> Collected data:
☆ ☆ ☆ ☆

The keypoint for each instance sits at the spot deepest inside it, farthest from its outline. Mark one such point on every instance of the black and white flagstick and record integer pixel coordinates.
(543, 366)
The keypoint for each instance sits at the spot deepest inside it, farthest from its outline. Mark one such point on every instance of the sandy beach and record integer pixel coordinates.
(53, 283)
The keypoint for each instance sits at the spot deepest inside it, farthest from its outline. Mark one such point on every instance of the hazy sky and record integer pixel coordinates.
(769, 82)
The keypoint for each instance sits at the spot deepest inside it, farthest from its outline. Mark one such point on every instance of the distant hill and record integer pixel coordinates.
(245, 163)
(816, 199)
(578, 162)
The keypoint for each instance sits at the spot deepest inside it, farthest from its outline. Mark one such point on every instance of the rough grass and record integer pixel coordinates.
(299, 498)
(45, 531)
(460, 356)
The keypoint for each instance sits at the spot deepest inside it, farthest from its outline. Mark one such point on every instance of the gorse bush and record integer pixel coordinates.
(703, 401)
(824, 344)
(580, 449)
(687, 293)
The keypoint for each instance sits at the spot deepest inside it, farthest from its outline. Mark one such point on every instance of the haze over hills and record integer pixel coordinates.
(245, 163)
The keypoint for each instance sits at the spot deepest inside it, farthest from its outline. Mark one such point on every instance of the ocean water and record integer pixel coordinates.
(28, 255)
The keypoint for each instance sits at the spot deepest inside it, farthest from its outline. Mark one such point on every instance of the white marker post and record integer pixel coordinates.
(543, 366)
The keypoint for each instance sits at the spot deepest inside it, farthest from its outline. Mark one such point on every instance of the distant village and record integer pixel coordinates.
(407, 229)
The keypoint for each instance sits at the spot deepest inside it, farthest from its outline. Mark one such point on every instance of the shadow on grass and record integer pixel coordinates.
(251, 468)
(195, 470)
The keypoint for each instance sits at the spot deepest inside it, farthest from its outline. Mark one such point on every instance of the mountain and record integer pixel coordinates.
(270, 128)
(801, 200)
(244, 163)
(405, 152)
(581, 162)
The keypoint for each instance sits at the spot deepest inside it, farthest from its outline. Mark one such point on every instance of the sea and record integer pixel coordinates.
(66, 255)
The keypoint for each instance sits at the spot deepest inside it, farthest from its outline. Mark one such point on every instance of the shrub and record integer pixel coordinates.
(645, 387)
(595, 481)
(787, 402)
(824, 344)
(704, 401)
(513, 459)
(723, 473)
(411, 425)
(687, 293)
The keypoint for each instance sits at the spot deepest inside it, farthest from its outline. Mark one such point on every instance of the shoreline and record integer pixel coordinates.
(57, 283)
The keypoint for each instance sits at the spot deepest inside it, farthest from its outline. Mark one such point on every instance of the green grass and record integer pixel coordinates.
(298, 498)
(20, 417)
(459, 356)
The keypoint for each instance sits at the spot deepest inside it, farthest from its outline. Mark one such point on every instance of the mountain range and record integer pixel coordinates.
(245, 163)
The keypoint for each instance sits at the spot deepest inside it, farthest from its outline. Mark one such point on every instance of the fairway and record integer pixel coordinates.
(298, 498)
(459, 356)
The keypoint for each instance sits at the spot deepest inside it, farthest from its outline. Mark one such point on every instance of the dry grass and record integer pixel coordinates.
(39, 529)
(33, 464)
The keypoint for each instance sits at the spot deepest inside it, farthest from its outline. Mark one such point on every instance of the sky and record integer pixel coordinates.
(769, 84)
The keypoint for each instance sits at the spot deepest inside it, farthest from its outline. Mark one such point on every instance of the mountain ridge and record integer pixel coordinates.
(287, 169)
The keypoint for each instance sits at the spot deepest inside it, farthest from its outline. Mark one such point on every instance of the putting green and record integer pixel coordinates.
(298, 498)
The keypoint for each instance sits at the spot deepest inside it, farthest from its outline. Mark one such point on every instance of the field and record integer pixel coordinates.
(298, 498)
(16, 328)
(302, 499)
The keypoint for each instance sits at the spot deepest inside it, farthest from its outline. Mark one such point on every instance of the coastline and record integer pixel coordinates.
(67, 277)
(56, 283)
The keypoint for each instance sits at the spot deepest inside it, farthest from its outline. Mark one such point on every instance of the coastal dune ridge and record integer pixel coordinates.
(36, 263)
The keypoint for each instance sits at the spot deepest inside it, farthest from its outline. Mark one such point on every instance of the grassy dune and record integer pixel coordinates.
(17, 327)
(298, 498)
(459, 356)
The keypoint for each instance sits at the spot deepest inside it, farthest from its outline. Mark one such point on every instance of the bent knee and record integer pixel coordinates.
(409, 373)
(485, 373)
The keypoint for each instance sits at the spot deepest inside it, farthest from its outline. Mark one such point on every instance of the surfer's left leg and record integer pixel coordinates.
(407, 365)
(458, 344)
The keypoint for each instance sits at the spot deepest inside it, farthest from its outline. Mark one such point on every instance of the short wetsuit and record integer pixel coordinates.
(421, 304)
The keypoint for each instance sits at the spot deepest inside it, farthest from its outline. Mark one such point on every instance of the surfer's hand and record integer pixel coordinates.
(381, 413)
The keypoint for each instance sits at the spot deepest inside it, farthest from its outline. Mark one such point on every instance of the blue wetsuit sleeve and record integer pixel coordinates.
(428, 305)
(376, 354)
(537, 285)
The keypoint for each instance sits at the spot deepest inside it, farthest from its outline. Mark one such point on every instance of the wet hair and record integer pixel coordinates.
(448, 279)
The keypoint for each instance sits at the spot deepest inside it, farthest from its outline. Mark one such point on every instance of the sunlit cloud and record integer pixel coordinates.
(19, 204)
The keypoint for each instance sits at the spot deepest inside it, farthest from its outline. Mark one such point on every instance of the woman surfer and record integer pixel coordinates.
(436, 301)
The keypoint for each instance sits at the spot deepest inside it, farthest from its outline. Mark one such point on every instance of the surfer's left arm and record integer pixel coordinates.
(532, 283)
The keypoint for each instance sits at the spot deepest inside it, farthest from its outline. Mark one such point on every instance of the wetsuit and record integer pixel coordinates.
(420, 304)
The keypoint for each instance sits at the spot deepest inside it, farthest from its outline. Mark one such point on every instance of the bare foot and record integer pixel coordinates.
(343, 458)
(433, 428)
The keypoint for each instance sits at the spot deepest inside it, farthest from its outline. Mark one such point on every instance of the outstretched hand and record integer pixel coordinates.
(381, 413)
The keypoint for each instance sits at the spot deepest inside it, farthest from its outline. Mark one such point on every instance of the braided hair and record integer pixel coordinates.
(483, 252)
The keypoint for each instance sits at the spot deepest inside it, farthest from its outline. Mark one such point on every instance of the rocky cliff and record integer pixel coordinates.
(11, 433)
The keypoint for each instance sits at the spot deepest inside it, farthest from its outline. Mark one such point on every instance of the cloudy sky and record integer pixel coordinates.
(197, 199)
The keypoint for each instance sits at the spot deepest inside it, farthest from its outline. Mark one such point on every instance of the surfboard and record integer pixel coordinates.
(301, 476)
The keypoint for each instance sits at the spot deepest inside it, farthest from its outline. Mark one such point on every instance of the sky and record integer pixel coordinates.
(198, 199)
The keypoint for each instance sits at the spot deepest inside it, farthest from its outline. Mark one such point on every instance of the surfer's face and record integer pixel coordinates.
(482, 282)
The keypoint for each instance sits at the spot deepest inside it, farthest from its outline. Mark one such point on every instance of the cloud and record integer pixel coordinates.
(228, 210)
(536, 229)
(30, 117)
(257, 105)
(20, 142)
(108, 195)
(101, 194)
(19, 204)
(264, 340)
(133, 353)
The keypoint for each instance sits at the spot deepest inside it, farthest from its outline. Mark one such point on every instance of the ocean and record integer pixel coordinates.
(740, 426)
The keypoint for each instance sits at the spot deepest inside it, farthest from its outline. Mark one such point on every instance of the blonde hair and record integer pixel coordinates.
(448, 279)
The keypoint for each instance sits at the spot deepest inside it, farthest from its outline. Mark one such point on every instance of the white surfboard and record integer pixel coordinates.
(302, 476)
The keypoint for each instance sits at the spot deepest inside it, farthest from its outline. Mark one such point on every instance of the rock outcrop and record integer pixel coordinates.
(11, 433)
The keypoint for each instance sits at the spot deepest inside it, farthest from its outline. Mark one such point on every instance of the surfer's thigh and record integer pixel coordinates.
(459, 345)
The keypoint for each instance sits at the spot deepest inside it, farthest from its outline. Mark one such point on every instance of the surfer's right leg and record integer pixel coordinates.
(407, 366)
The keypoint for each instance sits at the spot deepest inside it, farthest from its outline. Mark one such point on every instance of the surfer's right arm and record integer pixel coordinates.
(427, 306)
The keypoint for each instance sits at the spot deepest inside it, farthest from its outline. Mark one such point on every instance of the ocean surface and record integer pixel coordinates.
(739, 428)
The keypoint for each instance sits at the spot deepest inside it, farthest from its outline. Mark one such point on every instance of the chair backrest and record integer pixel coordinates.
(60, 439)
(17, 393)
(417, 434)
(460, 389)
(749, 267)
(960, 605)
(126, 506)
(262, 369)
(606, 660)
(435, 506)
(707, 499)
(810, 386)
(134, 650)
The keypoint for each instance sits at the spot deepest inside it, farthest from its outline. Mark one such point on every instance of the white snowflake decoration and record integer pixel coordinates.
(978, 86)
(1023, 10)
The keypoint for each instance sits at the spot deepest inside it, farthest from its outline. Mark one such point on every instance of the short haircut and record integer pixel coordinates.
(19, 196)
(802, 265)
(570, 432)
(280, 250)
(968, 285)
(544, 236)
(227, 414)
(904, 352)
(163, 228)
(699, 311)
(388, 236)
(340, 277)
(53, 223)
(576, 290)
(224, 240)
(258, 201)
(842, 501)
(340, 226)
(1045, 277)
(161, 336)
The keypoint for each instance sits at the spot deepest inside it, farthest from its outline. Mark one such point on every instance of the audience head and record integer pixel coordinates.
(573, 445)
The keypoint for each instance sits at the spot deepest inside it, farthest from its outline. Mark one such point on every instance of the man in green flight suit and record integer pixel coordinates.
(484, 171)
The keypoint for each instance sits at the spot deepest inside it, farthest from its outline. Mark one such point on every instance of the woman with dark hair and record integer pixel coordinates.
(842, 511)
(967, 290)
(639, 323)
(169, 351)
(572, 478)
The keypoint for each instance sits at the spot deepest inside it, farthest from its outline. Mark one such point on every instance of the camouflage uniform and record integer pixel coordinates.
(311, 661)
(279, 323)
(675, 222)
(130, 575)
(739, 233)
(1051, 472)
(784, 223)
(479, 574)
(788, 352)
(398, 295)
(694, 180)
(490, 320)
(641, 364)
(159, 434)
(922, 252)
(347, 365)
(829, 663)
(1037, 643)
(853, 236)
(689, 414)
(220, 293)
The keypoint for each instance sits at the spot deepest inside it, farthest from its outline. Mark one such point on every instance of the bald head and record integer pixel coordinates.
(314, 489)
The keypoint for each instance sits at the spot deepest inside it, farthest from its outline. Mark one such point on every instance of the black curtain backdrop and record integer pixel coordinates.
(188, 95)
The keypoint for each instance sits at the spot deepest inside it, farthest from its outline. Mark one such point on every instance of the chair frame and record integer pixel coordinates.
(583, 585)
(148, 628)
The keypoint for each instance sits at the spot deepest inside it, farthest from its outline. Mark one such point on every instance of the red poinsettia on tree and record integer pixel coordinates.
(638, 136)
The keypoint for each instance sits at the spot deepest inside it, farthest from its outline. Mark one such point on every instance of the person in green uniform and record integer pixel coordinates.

☆ ☆ ☆ ☆

> TASK DIRECTIONS:
Return only the lines running from the line with "bald head and record integer pixel coordinates." to the last line of the records, both included, exactly as written.

> COMPLETE OUTPUT:
The keypoint for each instance sits at the spot deepest inside it, farthest from its outline. Mark one such point on every instance of the bald head and record integer pixel coordinates.
(314, 489)
The keypoint for each instance sits at the spot deepest inside it, farthest from its outline. Mark one such point on every instance of the black curtain backdrop and record integer pixel coordinates.
(188, 95)
The keypoint for each instance sits at the spot deepest inside it, farthest from its outline. Mark one such point on every instance of the chair frame and record integer pixel coordinates.
(583, 585)
(148, 628)
The keypoint for each instance sits at the spot deepest inside it, farthest from its outline. Mark one such point on every instance of the red poinsettia on tree and record integer pixel coordinates.
(638, 136)
The keypoint for each instance sits at the spot deepest inside it, farthest from its outline. Mark one such point on every instance of the person in green uniform and record integer pixel coordinates.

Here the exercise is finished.